# BRONTEKST
------------------------------

Het hof brengt in herinnering dat de rechtbank heeft geconstateerd dat de school [X] naar aanleiding van zijn gedragsproblemen heeft laten onderzoeken en dat de rechtbank haar motivering vervolgens heeft toegespitst op de vraag of de school de uitgebrachte adviezen naar behoren heeft uitgevoerd en de rol die het door de school nagestreefde onderwijsklimaat daarbij heeft gespeeld. Die keuze van de rechtbank wordt in hoger beroep op zichzelf niet bestreden.

3.6
Uit het schriftelijk materiaal dat partijen over en weer in het geding hebben gebracht komt het beeld naar voren dat het gedrag van [X] op school van meet af aan problemen heeft opgeleverd alsmede dat het niet gemakkelijk was om te achterhalen wat aan de gedragsproblematiek ten grondslag lag en wat daaraan kon worden gedaan.
Het gedrag van [X] heeft aandacht gehad. Vanaf 2001, het jaar dat [X] voor het eerst naar de basisschool ging, waren het de school en de ouders die zich inspanden om de voor [X] geschikte aanpak te vinden, vanaf 2004 werden bij herhaling externe deskundigen bij de problematiek betrokken, als onderzoeker dan wel als behandelaar. Daarbij ging het zowel om psychologische, pedagogische als didactische deskundigheid (remedial teaching).
Bij al die aandacht ligt het niet aanstonds voor de hand te veronderstellen dat de school ten opzichte van [X] wezenlijke steken heeft laten vallen. Ingeval de school echter ter zake dienende adviezen van de betrokken deskundigen zonder goede reden in de wind zou hebben geslagen, dan kan dat, zoals de rechtbank terecht heeft overwogen, rechtens schadeplichtigheid jegens de ouders opleveren.
3.7
De ouders hebben zich ter ondersteuning van hun stelling dat de school zonder goede grond advisering in de wind heeft geslagen in het bijzonder beroepen op onderstaande drie rapporten en de advisering die daarvan deel zou uitmaken.

3.7.1
Het rapport van de Adviespraktijk voor kinderen met leer- en gedragsproblemen [Y] uit 2004 besluit met het advies:

. Van [X] kan niet dezelfde zelfstandigheid verwacht worden als van een gemiddeld kind. Hij heeft een strak keurslijf nodig om tot werken te komen. De leerkracht geeft aan dat het wat lezen en schrijven betreft belangrijk is dat [X] veel oefent. Een werkblad op zijn tafeltje, waarop de taken van bijvoorbeeld de ochtend staan, geeft een directere impuls dan wanneer [X] zelfstandig de taken van het bord over moet nemen. Op die werkkaart kan per taak een krul verdiend worden wanneer het af is. Drie krullen (bijvoorbeeld) betekent dat hij een stickertje of een voor hem leuke activiteit of iets dergelijks verdiend heeft. Deze aanpak betekent wel een tijdsinvestering van de keerkracht.

------------------------------

# AANGELEVERDE ITEMS
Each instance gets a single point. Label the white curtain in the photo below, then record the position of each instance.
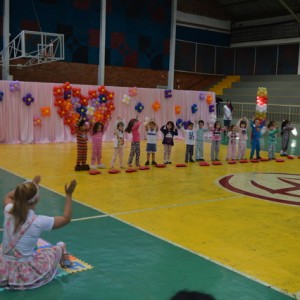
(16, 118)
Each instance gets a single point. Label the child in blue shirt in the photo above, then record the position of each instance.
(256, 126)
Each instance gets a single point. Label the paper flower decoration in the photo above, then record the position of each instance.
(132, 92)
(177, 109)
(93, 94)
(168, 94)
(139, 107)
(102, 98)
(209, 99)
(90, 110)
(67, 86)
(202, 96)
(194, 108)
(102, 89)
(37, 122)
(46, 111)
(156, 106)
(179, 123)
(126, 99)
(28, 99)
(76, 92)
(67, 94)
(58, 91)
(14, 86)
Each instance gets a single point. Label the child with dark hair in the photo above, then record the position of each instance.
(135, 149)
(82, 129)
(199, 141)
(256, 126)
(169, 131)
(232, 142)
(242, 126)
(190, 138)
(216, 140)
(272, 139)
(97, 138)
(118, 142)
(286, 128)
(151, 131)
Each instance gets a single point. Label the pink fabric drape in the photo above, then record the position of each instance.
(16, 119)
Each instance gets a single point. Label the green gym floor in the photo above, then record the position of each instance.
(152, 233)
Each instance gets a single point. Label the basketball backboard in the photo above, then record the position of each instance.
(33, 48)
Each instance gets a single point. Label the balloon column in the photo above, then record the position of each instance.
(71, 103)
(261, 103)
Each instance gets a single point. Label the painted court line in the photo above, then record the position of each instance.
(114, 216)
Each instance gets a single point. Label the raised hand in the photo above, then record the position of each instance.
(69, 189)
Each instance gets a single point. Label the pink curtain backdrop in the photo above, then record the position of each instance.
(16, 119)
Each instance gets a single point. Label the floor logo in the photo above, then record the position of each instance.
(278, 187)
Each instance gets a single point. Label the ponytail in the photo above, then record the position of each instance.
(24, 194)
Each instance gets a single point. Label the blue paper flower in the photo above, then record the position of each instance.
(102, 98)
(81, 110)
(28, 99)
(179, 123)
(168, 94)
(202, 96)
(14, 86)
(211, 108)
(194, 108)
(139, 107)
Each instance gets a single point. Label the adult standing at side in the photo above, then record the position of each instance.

------------------------------

# OPDRACHT
Werk het deel van de brontekst bij dat loopt van "Het gedrag van [X] heeft" tot en met "deskundigheid (remedial teaching).", waarbij je "basisschool" vervangt door "lagere school". Geef dat hele stuk daarna opnieuw weer.

# UITWERKING
Het gedrag van [X] heeft aandacht gehad. Vanaf 2001, het jaar dat [X] voor het eerst naar de lagere school ging, waren het de school en de ouders die zich inspanden om de voor [X] geschikte aanpak te vinden, vanaf 2004 werden bij herhaling externe deskundigen bij de problematiek betrokken, als onderzoeker dan wel als behandelaar. Daarbij ging het zowel om psychologische, pedagogische als didactische deskundigheid (remedial teaching).